=== Instructions for the task ===
From the listing below, extract every line that contains the word "court" and copy each one in full.

start

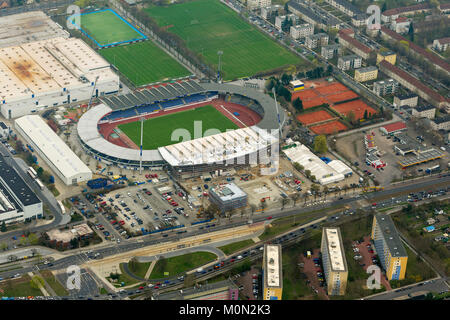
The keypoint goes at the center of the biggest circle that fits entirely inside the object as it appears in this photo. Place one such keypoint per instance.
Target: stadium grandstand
(249, 142)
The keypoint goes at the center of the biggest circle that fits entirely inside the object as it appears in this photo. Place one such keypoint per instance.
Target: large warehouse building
(59, 157)
(51, 72)
(17, 201)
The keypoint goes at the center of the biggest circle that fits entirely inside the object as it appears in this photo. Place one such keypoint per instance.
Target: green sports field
(144, 63)
(208, 26)
(106, 28)
(158, 131)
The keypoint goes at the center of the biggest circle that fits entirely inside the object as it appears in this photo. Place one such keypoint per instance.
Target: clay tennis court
(329, 127)
(342, 96)
(357, 106)
(314, 117)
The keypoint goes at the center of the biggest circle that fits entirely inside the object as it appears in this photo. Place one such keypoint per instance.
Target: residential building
(441, 44)
(427, 111)
(385, 87)
(401, 25)
(308, 15)
(255, 4)
(315, 40)
(346, 40)
(302, 30)
(415, 85)
(394, 127)
(389, 247)
(406, 100)
(389, 56)
(272, 272)
(228, 197)
(18, 202)
(53, 150)
(348, 62)
(280, 20)
(392, 14)
(268, 12)
(441, 123)
(366, 74)
(329, 51)
(334, 262)
(417, 50)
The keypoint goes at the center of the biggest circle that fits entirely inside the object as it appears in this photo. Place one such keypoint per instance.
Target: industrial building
(334, 262)
(389, 247)
(17, 201)
(325, 173)
(52, 72)
(49, 146)
(366, 74)
(272, 272)
(17, 29)
(385, 87)
(228, 197)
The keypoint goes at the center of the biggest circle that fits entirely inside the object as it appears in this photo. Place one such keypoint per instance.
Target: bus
(61, 207)
(40, 184)
(32, 173)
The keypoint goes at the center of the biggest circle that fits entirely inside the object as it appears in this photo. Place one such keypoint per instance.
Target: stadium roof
(269, 119)
(155, 94)
(218, 148)
(88, 133)
(11, 180)
(390, 235)
(51, 145)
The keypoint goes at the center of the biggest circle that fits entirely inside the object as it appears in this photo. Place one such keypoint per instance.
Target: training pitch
(106, 28)
(158, 131)
(208, 26)
(144, 63)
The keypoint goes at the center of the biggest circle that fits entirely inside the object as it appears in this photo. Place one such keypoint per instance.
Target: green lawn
(143, 63)
(107, 28)
(158, 131)
(180, 264)
(235, 246)
(208, 26)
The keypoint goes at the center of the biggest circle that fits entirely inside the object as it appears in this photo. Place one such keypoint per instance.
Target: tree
(320, 144)
(298, 105)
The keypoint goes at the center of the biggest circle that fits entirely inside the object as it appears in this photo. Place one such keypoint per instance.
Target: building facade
(334, 262)
(302, 30)
(385, 87)
(389, 247)
(349, 62)
(366, 74)
(272, 272)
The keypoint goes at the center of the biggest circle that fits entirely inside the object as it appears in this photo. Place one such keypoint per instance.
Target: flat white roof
(272, 268)
(334, 249)
(57, 152)
(323, 172)
(51, 65)
(218, 148)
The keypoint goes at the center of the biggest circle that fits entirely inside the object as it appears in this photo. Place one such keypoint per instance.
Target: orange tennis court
(314, 117)
(357, 106)
(329, 127)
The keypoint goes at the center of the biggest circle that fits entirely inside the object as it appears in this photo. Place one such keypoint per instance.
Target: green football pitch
(208, 26)
(158, 131)
(105, 27)
(143, 63)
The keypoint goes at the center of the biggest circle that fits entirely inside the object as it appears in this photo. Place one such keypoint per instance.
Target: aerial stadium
(156, 128)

end

=== Exercise output ===
Target: clay tennis court
Target: orange tennis court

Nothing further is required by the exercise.